Selected text:
━━━

Ibanez said there is a combination of constant fear and mistrust in the police, causing many people to give up hope that the government and democratic system will keep them safe. These fears were reinforced after a Chicago Police Department officer killed 13-year-old Adam Toledo in late March.
Ellen Urquiaga, the family engagement facilitator for Evanston/Skokie School District 65, said insufficient representation creates an unwelcoming atmosphere for Latinx residents. She said it’s very important for Evanston to make this community feel more welcomed, which starts with giving them a voice.
“A lot of our families that are marginalized aren’t used to standing up, speaking up and advocating for themselves,” Urquiaga said. “Sometimes, I feel they accept to be invisible, like, ‘We don’t need to be there,’ and that’s the theology we have to change.”
Former 5th Ward aldermanic candidate Rebeca Mendoza said one of the strongest implications of such limited representation is the lack of widely implemented translation policies for government documents and meetings.
When residents watch City Council meetings, they are available in English, but don’t have any options for translations. Rebeca Mendoza said this presents a clear barrier that continues to make Latinx residents feel unwelcome.
“People want to be involved as much as they can, but if they don’t know about (their political rights), how can they do that?” Rebeca Mendoza said. “If something as simple as translating is ineffective, how can they feel invited?”
Ibanez said she has been pushing for a language access policy in the city. Even though public schools are required by federal law to provide bilingual services, the city itself has not followed suit in requiring such services.

━━━

Work instruction A:
Answer these questions using the passage on Latinx representation in Evanston:
(i) What position does Ellen Urquiaga hold?
(ii) How old was Adam Toledo?
(iii) In what language are City Council meetings available?
Work instruction B: Continue the passage on Latinx representation in Evanston, picking up after its final sentence.
The data after this point have no connection to the passage on Latinx representation in Evanston.

━━━

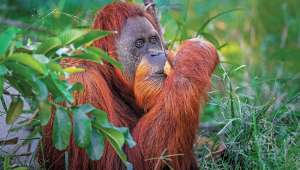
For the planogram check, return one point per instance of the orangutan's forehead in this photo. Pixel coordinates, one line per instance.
(139, 26)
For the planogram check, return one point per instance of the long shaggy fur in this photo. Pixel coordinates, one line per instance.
(162, 117)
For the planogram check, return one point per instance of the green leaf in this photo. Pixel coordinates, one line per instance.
(128, 138)
(24, 74)
(1, 85)
(44, 113)
(100, 118)
(74, 69)
(41, 58)
(6, 163)
(15, 109)
(77, 87)
(116, 139)
(6, 37)
(91, 36)
(3, 71)
(70, 36)
(61, 129)
(49, 45)
(82, 125)
(28, 60)
(96, 147)
(88, 56)
(59, 88)
(20, 168)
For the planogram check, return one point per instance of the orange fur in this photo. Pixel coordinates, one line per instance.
(162, 117)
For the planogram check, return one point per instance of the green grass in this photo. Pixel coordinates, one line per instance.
(260, 122)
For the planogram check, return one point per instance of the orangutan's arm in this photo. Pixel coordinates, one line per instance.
(170, 126)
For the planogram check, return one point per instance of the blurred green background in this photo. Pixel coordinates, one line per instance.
(255, 92)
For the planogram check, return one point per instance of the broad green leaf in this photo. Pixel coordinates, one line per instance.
(6, 163)
(74, 69)
(100, 118)
(54, 67)
(25, 74)
(6, 37)
(116, 139)
(91, 36)
(61, 129)
(3, 71)
(41, 58)
(88, 56)
(59, 88)
(82, 126)
(20, 168)
(15, 109)
(44, 113)
(1, 85)
(70, 36)
(49, 45)
(76, 87)
(85, 108)
(128, 138)
(96, 147)
(28, 60)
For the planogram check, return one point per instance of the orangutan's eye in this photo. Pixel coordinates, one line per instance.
(153, 39)
(139, 43)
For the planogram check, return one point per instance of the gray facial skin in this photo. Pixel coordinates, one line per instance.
(139, 42)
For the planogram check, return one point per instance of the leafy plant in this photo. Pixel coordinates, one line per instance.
(34, 71)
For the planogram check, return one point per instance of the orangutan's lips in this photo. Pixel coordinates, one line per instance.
(159, 75)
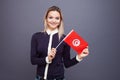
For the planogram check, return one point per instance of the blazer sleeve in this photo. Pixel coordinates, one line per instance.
(68, 62)
(35, 59)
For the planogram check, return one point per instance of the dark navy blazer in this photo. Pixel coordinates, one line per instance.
(39, 47)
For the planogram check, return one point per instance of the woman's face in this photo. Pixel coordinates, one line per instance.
(53, 20)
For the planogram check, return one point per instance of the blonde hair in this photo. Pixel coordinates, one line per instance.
(61, 26)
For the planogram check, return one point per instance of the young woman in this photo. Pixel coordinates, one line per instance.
(49, 60)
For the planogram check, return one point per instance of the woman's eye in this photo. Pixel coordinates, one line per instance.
(57, 18)
(50, 17)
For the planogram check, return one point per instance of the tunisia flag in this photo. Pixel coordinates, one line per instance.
(75, 41)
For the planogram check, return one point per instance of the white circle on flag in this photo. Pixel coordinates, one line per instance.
(76, 42)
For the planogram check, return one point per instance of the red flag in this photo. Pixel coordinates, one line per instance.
(75, 41)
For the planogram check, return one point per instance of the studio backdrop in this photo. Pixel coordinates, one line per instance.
(97, 21)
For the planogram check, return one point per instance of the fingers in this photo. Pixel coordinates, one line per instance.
(52, 54)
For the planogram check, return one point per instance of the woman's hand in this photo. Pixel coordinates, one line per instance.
(52, 54)
(84, 53)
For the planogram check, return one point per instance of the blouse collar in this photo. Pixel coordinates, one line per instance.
(52, 32)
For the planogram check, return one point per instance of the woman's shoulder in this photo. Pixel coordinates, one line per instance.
(37, 34)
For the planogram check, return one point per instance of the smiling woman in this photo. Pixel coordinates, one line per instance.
(50, 62)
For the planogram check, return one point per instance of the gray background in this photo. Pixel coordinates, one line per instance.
(97, 21)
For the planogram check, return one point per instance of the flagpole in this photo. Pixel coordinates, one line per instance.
(64, 38)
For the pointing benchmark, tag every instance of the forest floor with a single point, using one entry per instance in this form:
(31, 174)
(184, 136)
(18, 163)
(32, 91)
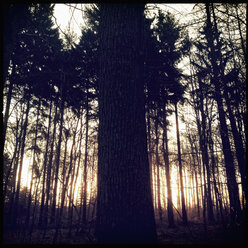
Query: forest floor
(194, 233)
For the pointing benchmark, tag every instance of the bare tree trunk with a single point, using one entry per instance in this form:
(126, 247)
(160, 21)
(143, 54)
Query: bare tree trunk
(158, 170)
(45, 167)
(167, 172)
(16, 202)
(235, 207)
(184, 213)
(124, 202)
(53, 211)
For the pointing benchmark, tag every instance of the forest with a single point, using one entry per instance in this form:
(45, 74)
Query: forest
(133, 134)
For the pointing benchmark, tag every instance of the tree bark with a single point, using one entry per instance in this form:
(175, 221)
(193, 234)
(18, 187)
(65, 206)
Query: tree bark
(184, 213)
(124, 202)
(167, 172)
(235, 207)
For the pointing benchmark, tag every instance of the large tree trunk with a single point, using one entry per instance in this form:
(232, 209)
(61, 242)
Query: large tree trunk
(124, 202)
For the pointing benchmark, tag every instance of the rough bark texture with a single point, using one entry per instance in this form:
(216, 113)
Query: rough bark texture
(184, 213)
(124, 205)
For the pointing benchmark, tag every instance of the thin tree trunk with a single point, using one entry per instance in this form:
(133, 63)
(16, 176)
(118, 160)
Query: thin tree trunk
(167, 172)
(49, 169)
(45, 167)
(16, 202)
(57, 162)
(158, 170)
(85, 160)
(235, 207)
(33, 166)
(184, 213)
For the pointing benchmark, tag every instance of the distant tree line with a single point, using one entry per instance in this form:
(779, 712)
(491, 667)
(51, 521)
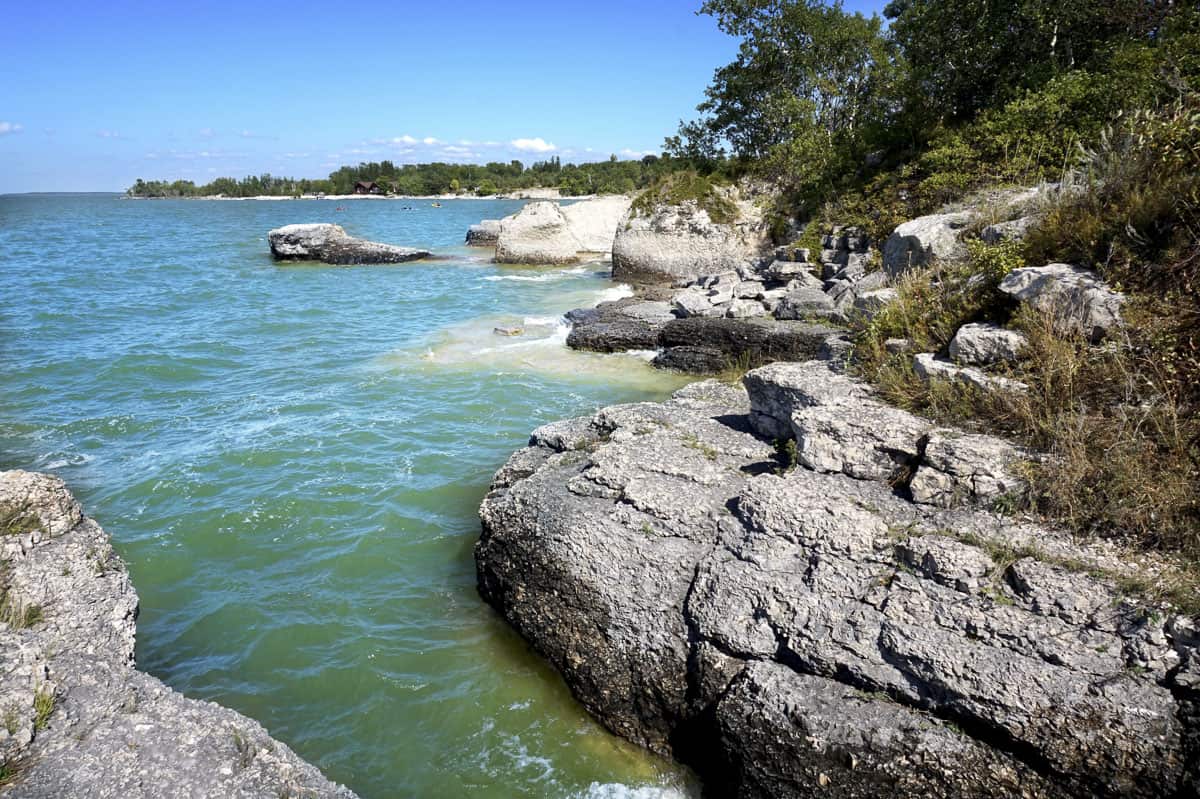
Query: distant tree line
(611, 176)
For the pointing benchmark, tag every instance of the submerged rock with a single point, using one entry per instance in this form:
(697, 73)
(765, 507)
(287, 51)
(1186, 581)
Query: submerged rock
(330, 244)
(485, 234)
(102, 727)
(815, 632)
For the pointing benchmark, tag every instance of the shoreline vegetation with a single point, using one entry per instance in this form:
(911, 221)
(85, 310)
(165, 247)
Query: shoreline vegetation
(523, 194)
(433, 180)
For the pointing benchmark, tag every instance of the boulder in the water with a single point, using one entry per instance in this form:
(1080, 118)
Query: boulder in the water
(331, 245)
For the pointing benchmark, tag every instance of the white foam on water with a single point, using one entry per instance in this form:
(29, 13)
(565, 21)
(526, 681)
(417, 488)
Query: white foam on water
(616, 293)
(543, 322)
(543, 276)
(619, 791)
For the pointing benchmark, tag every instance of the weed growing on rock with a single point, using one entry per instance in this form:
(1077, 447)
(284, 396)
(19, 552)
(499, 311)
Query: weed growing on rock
(43, 707)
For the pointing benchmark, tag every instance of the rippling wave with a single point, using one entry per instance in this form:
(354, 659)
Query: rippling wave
(291, 460)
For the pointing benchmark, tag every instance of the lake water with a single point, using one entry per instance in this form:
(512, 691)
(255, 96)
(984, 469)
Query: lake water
(291, 458)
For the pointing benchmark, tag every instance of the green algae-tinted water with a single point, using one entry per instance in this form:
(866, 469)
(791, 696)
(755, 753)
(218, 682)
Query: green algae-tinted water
(291, 460)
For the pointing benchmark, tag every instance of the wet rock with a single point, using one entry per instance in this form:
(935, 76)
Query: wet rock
(485, 234)
(747, 340)
(330, 244)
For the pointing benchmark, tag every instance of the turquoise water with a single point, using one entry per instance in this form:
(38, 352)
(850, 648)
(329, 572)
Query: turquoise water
(291, 460)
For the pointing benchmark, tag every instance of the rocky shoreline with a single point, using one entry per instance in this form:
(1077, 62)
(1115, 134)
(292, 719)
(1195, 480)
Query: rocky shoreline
(801, 590)
(79, 719)
(864, 623)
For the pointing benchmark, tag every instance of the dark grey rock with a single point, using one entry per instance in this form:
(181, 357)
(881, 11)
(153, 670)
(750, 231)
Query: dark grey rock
(485, 234)
(330, 244)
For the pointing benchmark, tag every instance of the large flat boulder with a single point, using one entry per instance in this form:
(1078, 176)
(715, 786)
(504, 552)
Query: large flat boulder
(810, 631)
(106, 728)
(754, 340)
(331, 245)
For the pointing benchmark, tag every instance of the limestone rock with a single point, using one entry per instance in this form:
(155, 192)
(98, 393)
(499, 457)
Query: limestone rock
(1075, 298)
(594, 222)
(804, 302)
(984, 343)
(921, 240)
(810, 632)
(113, 731)
(745, 310)
(681, 241)
(537, 234)
(930, 367)
(330, 244)
(618, 326)
(966, 467)
(693, 301)
(869, 304)
(485, 234)
(1012, 230)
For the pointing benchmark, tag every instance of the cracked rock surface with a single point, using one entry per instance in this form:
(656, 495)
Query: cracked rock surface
(79, 720)
(813, 631)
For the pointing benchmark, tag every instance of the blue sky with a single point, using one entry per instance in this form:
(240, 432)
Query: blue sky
(96, 95)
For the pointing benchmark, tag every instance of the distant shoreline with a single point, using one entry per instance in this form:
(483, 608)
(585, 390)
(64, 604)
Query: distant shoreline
(526, 194)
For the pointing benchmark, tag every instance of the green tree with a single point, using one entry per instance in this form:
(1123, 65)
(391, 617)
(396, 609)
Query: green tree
(803, 67)
(966, 55)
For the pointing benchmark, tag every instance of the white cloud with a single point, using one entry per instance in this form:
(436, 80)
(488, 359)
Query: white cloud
(533, 145)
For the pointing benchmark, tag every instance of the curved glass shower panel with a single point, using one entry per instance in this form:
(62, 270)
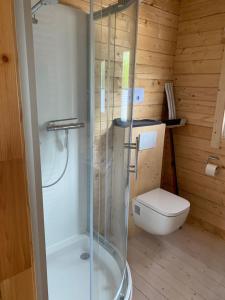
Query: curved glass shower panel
(84, 67)
(115, 41)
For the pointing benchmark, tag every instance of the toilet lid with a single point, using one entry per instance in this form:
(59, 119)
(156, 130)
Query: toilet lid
(164, 202)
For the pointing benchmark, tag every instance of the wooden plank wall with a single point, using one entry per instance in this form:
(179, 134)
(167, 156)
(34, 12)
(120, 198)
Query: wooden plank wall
(200, 47)
(157, 31)
(15, 243)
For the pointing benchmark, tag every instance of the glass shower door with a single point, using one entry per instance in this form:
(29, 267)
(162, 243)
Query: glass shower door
(115, 41)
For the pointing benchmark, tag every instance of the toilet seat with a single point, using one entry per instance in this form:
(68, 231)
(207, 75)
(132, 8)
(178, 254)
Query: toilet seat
(163, 202)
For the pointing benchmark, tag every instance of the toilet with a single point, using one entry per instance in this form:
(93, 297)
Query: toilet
(160, 212)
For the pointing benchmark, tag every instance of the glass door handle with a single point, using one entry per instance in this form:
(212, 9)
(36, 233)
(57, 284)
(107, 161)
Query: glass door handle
(134, 146)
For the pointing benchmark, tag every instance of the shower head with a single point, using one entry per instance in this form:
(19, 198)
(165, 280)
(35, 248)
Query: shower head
(38, 5)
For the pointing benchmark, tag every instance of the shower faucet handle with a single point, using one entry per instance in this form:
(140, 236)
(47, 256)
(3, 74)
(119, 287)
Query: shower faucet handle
(64, 124)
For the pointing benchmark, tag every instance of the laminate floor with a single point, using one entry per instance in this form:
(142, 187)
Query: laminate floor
(189, 264)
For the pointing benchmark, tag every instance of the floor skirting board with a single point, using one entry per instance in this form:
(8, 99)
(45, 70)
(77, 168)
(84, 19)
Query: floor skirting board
(206, 226)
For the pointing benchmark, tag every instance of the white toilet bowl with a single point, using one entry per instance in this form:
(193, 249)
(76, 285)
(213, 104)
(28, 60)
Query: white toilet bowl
(160, 212)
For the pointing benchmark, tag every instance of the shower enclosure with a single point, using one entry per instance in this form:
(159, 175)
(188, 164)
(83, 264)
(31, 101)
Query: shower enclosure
(80, 59)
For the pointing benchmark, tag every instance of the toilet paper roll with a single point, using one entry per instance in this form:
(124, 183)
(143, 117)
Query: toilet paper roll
(211, 169)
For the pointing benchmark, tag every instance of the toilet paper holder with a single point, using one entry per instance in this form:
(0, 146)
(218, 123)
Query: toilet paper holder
(211, 157)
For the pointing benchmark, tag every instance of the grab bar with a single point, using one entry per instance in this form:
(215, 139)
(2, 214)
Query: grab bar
(63, 124)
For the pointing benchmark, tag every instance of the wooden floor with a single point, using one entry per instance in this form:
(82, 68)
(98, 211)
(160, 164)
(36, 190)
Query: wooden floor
(189, 264)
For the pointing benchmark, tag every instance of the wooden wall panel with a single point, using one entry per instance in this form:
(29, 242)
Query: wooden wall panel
(156, 46)
(197, 68)
(15, 241)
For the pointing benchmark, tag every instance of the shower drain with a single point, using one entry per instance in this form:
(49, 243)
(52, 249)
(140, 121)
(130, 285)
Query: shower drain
(85, 256)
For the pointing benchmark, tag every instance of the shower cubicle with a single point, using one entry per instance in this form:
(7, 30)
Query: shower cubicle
(77, 62)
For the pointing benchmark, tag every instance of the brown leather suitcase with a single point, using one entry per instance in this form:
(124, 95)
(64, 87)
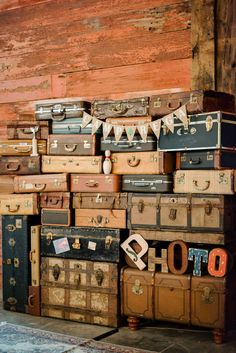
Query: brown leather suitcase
(21, 147)
(39, 183)
(172, 297)
(79, 290)
(73, 145)
(55, 199)
(21, 204)
(95, 182)
(24, 130)
(100, 218)
(72, 164)
(140, 162)
(100, 200)
(196, 102)
(20, 165)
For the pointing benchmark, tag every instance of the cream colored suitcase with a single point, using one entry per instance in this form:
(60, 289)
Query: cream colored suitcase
(75, 164)
(204, 181)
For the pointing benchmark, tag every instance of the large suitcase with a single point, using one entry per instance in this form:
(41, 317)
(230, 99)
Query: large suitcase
(39, 183)
(196, 102)
(95, 244)
(83, 291)
(20, 165)
(15, 261)
(205, 181)
(115, 108)
(215, 130)
(74, 164)
(212, 159)
(95, 182)
(73, 145)
(138, 162)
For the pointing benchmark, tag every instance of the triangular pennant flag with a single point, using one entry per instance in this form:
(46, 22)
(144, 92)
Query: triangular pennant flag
(156, 127)
(86, 119)
(130, 132)
(118, 131)
(143, 131)
(106, 129)
(96, 123)
(168, 120)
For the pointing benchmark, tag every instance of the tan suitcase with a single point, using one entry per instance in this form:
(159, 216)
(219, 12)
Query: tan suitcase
(75, 164)
(39, 183)
(22, 204)
(100, 218)
(143, 163)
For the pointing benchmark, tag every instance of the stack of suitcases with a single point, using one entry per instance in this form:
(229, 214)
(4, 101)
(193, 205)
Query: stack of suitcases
(153, 239)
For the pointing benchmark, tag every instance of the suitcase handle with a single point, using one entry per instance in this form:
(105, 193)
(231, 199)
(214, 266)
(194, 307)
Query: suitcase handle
(207, 184)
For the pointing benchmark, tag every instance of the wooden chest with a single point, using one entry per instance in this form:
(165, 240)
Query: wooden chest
(77, 290)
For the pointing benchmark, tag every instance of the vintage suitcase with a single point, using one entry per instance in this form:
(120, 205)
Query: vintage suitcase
(34, 254)
(147, 183)
(56, 217)
(61, 111)
(39, 183)
(138, 162)
(215, 130)
(205, 181)
(20, 204)
(137, 293)
(95, 182)
(172, 297)
(213, 159)
(100, 200)
(21, 147)
(24, 130)
(74, 164)
(20, 165)
(83, 291)
(84, 243)
(123, 145)
(196, 102)
(100, 218)
(115, 108)
(55, 199)
(15, 255)
(73, 145)
(34, 303)
(6, 184)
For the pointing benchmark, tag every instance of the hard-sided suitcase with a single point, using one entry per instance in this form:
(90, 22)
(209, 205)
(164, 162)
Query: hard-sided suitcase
(20, 165)
(21, 147)
(212, 159)
(215, 130)
(172, 297)
(21, 204)
(138, 162)
(75, 164)
(115, 108)
(95, 182)
(124, 145)
(197, 101)
(95, 244)
(56, 199)
(26, 129)
(39, 183)
(78, 290)
(100, 218)
(61, 111)
(73, 145)
(100, 200)
(147, 183)
(205, 181)
(15, 261)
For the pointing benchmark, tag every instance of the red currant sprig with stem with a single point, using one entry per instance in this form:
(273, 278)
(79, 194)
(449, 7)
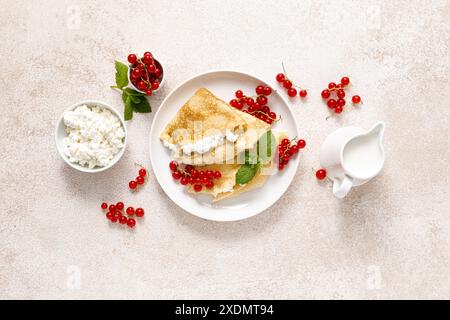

━━━

Reply A:
(i) She is the family engagement facilitator for Evanston/Skokie School District 65.
(ii) He was 13 years old.
(iii) They are available in English.

Reply B:
According to Ibanez, new interpretation services are necessary to bridge the linguistic gaps created, especially when there is no proper representation in local governance.
Urquiaga said she is working on translating services and training programs for bilingual interpreters so the city can provide support to those who don’t know English.
Last year during quarantine, she said Spanish speakers would be called for contact tracing and asked if they needed anything from the city. But because they could not understand or communicate with the callers, these residents would not receive any aid.
Urquiaga had also created an immigrant emergency form after realizing that because of language barriers, many of these individuals were not watching local news or following COVID-19 guidelines.
Rebeca Mendoza said this need for access was heightened because COVID-19 struck the Latinx population disportionately. Evanston’s Latinx community saw an infection rate of 18.3 percent as of last May.
She said the pandemic is a key example of the intersection between public health measures and language access. More than that, it also highlights the importance of having Latinx representation in the City Council.
However, Ibanez said systematic barriers make this difficult, as seen through the removal of two Latinx candidates for City Council, including Rebeca Mendoza, this year. According to Ibanez, economic hardship, educational restrictions, childcare difficulties and cultural barriers render it nearly impossible for Latinx residents to be active in the City Council.
Stephanie Mendoza said in her term as city clerk, she hopes to begin to overcome these barriers by educating Evanson’s Black and brown communities on how to participate in local government.
However, Ibanez said apart from education, institutional change is long overdue, and should start with local representatives instead of activists.
“Why does the responsibility fall on us when we have been historically denied access to democracy?” Ibanez said. “If these folks are elected leaders, they should really be responding to us.”